— CHECK YOUR UNDERSTANDING —
[A] In the Climate Week at Penn article, who introduced the speakers at the 1.5* Minute Climate Lectures event on Sept. 22?
[B] Pick up the Climate Week at Penn article after its final sentence and keep writing.

— DOCUMENT PASSAGE —
::::

Deans from Penn's four undergraduate schools and other programs committed to doing their part in climate education, and they spoke about how the climate emergency interacts with each of their respective disciplines in various panels and lectures during the week. Many faculty members who attended the event echoed the importance of supporting students through research and collaboration in order to find solutions to the climate crisis.

College senior Vyshnavi Kosigishroff, who serves as co-chair of SSAP and co-chair of Climate Week, said the Deans' roundtable allowed students to connect with administrators and faculty members, who ultimately control what students learn in their course curricula. 

“We wanted [the deans] to talk about their visions for changing Penn and their schools to align with the urgency of the climate crisis,” Kosigishroff said. 

Kosigishroff gave a lecture titled "Making Choices in a Warming World," during which she called on students to demand more from each other in terms of their professional plans and consider the impact their careers may have on perpetuating climate change. She saw the week as a “launchpad for people who want to get involved, but who haven’t found an avenue to do that yet.” 

During the week, faculty and students from Penn’s Perelman School of Medicine also hosted three virtual events, which discussed the intersection of climate change, medicine, and public health. J. Larry Jameson, dean of the Medical School, was among others who gave a 1.5* Minute Climate Lecture about the climate crisis.

Penn’s Netter Center for Community Partnerships also hosted events on environmental justice, discussing the prevalence of environmental racism in West Philadelphia, and the likelihood that global climate change will prove to be another roadblock ahead for underserved communities. 

Germanic Languages and Literatures professor Simon Richter, who is a core organizer of the Climate Week at Penn Planning Team, said Climate Week was an opportunity to showcase how many institutions at Penn and elsewhere are engaged in climate and tangential work and remind the community that anyone can find their place within the climate movement. 

Richter estimated that about 100 students and faculty gathered outside College Hall to listen to eight professors and leaders speak on climate action at the 1.5* Minute Climate Lectures event on Sept. 22. College Dean Paul Sniegowski introduced the speakers, which included professors, researchers, and postdoctoral students, who delivered short speeches on topics ranging from climate as an anti-poverty policy, to demanding a green new deal for K-12 schools.

::::

— DATASET RECORDS —
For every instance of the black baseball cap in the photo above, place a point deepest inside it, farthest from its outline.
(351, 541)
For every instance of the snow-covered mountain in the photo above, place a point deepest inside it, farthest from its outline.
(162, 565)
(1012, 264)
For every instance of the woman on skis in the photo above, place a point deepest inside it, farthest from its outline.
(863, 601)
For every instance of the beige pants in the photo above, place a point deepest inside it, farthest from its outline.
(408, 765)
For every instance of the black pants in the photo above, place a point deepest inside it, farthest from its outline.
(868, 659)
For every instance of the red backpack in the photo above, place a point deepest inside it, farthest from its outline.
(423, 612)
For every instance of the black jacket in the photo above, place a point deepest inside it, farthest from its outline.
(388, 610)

::::

— EXPECTED RESPONSES —
[A] College Dean Paul Sniegowski introduced them.

[B]
Two years ago, Richter originated the concept of 1.5* Minute Climate Lectures, based on the School of Arts and Sciences' 60-Second Lecture series. The impetus, he said, was that “it's very hard to stay below 1.5, whether you're talking minutes or degrees Celsius.” 

1.5 degrees Celsius is considered the maximum average temperature above pre-industrial levels that humans can sustain before facing serious consequences of global climate change, but that threshold is likely to be passed within the next couple of decades, according to a groundbreaking report from the Intergovernmental Panel on Climate Change published this summer.

Still, Richter encouraged members of the Penn community to consider the future consequences of climate change, such as ongoing wild fires and hurricanes. He said many people have refrained from becoming involved in, and educating themselves on, the fight against climate change because people are afraid of it. 

"It's scary to confront something like that, and to think about it, because once you start getting into the science, and into the politics, and into the economics, it can be kind of daunting,” he said. 

He said the primary reason for Climate Week's success this year was its interdisciplinary and decentralized model, which he believes reached a wider audience this year, since participating schools, departments, centers, and students were responsible for putting together their own discourse on climate action. 

Kosigishroff walked away from the week feeling optimistic about Penn's commitment to improving climate change.

“This is the first time administrators are responding and receptive to what we're asking for," she said. "It's a really good time for students who care about the world in any capacity to get involved with the climate space."